▸ **TO DO**: Repeat exactly, and only, the lines from the one holding "Target — tree trunk" through the last line of the records below.

Dataset excerpt:
>>>

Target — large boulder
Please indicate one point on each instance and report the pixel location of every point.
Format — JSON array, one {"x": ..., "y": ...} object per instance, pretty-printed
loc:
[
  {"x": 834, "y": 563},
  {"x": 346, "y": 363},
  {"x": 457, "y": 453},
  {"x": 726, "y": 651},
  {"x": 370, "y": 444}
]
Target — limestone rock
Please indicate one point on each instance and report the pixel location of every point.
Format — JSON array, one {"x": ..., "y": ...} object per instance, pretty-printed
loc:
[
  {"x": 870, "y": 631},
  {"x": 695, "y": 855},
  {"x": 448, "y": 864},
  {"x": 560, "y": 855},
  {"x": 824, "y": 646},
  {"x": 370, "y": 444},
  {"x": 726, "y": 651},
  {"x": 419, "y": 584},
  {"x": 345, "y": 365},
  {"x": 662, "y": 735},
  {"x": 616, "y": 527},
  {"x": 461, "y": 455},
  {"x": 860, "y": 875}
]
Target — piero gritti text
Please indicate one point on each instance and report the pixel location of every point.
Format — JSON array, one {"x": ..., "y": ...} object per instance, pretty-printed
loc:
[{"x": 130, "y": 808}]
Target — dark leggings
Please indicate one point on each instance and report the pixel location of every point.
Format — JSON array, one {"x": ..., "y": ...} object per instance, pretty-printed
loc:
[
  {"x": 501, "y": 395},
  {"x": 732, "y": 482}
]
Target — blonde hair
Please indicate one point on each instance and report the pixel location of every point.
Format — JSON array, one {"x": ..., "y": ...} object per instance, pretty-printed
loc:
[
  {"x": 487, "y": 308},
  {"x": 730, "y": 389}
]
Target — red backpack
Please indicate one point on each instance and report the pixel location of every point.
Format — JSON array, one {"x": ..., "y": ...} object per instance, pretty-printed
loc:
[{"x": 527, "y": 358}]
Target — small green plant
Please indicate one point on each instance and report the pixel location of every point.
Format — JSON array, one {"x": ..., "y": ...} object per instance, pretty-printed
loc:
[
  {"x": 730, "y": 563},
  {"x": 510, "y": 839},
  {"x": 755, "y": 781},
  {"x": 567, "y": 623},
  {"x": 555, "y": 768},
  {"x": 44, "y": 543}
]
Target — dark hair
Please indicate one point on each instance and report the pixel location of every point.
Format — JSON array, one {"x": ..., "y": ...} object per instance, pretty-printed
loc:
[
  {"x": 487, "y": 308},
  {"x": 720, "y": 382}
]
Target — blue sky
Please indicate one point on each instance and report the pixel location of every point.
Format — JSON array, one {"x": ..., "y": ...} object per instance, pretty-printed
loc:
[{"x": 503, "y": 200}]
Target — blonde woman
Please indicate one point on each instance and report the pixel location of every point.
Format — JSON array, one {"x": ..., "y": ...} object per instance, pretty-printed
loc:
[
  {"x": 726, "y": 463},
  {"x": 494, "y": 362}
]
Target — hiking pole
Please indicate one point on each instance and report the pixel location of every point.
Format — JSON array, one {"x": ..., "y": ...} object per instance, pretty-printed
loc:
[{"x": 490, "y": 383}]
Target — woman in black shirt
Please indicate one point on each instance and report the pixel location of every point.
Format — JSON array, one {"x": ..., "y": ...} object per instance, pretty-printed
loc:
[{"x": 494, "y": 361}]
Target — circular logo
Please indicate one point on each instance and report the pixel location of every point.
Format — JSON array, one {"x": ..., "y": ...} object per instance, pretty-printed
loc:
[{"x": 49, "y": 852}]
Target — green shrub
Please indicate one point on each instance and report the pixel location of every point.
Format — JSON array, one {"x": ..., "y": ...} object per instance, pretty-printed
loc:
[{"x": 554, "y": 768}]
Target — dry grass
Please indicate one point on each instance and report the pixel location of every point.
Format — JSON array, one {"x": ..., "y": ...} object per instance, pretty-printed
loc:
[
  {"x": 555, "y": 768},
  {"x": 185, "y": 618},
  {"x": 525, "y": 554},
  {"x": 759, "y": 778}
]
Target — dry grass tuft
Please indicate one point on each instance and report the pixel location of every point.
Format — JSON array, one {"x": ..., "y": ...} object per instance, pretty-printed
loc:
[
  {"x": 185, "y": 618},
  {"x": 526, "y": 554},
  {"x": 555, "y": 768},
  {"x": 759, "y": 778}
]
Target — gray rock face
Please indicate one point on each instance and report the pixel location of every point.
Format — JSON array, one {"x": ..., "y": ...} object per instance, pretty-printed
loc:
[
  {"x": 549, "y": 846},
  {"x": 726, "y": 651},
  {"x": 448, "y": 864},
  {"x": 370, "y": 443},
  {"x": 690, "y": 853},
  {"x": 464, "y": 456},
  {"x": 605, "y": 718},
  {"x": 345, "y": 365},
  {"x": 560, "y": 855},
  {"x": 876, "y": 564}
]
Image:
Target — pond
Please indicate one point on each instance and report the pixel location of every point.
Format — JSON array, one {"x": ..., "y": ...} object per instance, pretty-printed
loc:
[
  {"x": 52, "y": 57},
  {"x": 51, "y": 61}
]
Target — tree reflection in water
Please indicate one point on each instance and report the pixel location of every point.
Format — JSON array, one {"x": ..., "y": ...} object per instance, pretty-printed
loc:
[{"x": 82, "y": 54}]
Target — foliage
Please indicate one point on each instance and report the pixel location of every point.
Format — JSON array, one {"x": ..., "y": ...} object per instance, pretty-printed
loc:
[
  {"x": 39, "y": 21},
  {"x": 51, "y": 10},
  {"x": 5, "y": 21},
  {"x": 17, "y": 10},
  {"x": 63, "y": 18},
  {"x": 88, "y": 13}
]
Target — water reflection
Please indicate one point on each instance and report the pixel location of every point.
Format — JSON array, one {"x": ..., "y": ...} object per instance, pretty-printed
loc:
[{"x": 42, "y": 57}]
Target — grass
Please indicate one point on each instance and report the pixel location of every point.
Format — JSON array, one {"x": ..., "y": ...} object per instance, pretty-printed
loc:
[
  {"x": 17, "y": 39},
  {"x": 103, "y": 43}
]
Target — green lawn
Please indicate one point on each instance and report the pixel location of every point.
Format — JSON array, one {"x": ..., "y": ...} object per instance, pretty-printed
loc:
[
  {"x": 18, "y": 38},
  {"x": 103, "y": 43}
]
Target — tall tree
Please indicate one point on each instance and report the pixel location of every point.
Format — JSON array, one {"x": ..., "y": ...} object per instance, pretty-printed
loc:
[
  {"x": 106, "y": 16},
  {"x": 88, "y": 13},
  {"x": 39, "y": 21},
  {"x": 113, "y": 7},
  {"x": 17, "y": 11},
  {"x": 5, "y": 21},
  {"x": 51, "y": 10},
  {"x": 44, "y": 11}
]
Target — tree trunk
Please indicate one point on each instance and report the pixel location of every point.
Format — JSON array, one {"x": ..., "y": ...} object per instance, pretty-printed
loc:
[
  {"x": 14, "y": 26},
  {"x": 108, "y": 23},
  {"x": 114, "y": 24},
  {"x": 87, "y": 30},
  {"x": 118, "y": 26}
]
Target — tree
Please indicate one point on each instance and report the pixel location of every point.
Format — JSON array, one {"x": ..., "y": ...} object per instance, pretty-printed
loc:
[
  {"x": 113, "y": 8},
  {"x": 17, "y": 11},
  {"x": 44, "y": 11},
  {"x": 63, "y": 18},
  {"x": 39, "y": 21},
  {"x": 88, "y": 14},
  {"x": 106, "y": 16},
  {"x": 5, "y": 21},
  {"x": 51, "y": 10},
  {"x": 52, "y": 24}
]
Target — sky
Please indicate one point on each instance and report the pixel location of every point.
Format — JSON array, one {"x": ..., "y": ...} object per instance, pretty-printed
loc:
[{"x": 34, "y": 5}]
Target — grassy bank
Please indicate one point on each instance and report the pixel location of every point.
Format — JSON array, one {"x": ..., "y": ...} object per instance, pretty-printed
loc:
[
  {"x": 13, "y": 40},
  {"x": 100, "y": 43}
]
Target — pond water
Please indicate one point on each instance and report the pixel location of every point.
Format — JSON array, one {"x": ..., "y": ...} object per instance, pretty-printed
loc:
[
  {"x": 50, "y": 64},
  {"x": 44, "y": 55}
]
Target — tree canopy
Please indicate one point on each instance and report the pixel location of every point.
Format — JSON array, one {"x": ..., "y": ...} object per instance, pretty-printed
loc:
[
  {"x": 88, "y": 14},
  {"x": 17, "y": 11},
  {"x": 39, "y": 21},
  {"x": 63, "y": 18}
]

<<<

▸ **THE ANSWER**:
Target — tree trunk
Please indicate one point on each instance and report the pixel location of every point.
Format — JSON array, one {"x": ..., "y": ...} object per instance, pretty-printed
loc:
[
  {"x": 14, "y": 26},
  {"x": 108, "y": 23},
  {"x": 114, "y": 24},
  {"x": 87, "y": 30},
  {"x": 118, "y": 26}
]
Target — tree
Please indicate one point on each instance and report the pixel location of every point.
Format — JSON array, one {"x": ..., "y": ...} object per instance, pretty-printed
loc:
[
  {"x": 113, "y": 8},
  {"x": 17, "y": 11},
  {"x": 44, "y": 11},
  {"x": 63, "y": 18},
  {"x": 39, "y": 21},
  {"x": 88, "y": 14},
  {"x": 106, "y": 16},
  {"x": 5, "y": 21},
  {"x": 51, "y": 10},
  {"x": 52, "y": 24}
]
Target — sky
Please indicate one point on each instance and report the pixel location of every point.
Format — JSON array, one {"x": ..., "y": ...} object per instance, pretty-printed
loc:
[{"x": 34, "y": 5}]
Target — grassy bank
Please indicate one point on each instance and report the pixel location of every point.
Format — JSON array, one {"x": ..., "y": ...} object per instance, pretty-printed
loc:
[
  {"x": 13, "y": 40},
  {"x": 100, "y": 43}
]
Target — pond water
Please indicate one point on each instance and report the pixel location of every point.
Format — JSON array, one {"x": ..., "y": ...} object per instance, pretty-printed
loc:
[
  {"x": 50, "y": 64},
  {"x": 44, "y": 55}
]
Target — tree canopy
Please indicate one point on each instance and report the pixel location of every point.
Format — JSON array, one {"x": ..., "y": ...} object per instance, pretty-printed
loc:
[
  {"x": 88, "y": 14},
  {"x": 17, "y": 11},
  {"x": 39, "y": 21},
  {"x": 63, "y": 18}
]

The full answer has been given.